Lévi-Strauss, Tristes tropiques, Coll. 10/18, 1955.

 

J’avais tenté plusieurs fois de lire ce livre _ ne se dit-il pas disciple de Saussure, Freud et Marx? _ sans réussir à poursuivre ma lecture, ennuyé par les descriptions détaillées, dont celle de couchers de soleil que j’aime pourtant regarder dans la vraie vie. Cette fois, je me suis rendu jusqu’au bout, en sautant cependant certains chapitres.

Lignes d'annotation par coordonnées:

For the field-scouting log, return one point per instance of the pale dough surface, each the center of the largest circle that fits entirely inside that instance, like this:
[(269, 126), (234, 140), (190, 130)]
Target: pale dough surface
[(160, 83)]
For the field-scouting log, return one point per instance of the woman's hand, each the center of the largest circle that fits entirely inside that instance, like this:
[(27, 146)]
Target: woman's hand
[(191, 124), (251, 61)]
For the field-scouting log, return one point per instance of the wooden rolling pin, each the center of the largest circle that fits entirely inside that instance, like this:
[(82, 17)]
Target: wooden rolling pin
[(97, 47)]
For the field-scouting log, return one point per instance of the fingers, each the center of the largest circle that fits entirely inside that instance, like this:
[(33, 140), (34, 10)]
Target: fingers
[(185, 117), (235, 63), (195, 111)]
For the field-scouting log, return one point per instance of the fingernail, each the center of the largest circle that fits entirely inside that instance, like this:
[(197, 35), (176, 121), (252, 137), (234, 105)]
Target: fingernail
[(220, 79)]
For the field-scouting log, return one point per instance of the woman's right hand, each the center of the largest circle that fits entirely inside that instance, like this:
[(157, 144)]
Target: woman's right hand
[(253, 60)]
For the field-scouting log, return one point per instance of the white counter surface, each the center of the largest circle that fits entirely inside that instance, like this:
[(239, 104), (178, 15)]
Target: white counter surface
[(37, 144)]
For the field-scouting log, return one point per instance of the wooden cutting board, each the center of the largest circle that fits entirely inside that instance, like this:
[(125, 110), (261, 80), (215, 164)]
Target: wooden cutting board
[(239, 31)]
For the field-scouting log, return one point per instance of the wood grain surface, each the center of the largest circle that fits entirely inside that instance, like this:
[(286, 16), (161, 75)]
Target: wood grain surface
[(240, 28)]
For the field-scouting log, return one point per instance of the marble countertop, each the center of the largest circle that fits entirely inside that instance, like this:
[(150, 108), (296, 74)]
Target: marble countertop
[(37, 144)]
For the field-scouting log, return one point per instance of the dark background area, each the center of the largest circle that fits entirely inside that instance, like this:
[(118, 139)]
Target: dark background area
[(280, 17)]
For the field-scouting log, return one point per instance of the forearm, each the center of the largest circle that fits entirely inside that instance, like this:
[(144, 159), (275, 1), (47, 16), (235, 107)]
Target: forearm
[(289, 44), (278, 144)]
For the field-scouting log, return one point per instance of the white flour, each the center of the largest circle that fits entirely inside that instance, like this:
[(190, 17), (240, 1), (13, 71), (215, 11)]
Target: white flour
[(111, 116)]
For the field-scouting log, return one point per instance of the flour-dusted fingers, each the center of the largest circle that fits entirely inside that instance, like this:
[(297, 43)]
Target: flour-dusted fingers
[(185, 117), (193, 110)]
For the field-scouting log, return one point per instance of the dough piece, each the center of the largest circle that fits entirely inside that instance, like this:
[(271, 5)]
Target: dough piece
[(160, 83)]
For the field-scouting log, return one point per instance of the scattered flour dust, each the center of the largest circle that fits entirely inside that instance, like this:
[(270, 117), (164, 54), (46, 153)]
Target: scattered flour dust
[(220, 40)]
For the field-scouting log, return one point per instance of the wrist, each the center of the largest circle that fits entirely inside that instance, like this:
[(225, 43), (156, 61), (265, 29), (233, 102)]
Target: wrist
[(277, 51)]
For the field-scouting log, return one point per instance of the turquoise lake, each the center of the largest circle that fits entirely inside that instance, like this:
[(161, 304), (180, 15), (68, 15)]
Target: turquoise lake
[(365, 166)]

- _OBJECTIF A_
Réponds à ces questions à partir du passage fourni, une réponse par ligne :
(i) Quelle collection est indiquée dans la première ligne ?
(ii) De quels trois penseurs l'auteur du livre se dit-il disciple ?
(iii) Qu'est-ce qui a été sauté lors de la lecture complète ?
- _OBJECTIF B_
Reprends sous forme de liste numérotée les lignes d'annotation par coordonnées, sans les lignes vides. Commence à la ligne qui contient « of the scattered » et va jusqu'à la fin de ces lignes.

- _RÉPONSE A_
(i) Coll. 10/18
(ii) Saussure, Freud et Marx
(iii) Certains chapitres

- _RÉPONSE B_
1. For the field-scouting log, return one point per instance of the scattered flour dust, each the center of the largest circle that fits entirely inside that instance, like this:
2. [(270, 117), (164, 54), (46, 153)]
3. Target: scattered flour dust
4. [(220, 40)]
5. For the field-scouting log, return one point per instance of the wrist, each the center of the largest circle that fits entirely inside that instance, like this:
6. [(225, 43), (156, 61), (265, 29), (233, 102)]
7. Target: wrist
8. [(277, 51)]
9. For the field-scouting log, return one point per instance of the turquoise lake, each the center of the largest circle that fits entirely inside that instance, like this:
10. [(161, 304), (180, 15), (68, 15)]
11. Target: turquoise lake
12. [(365, 166)]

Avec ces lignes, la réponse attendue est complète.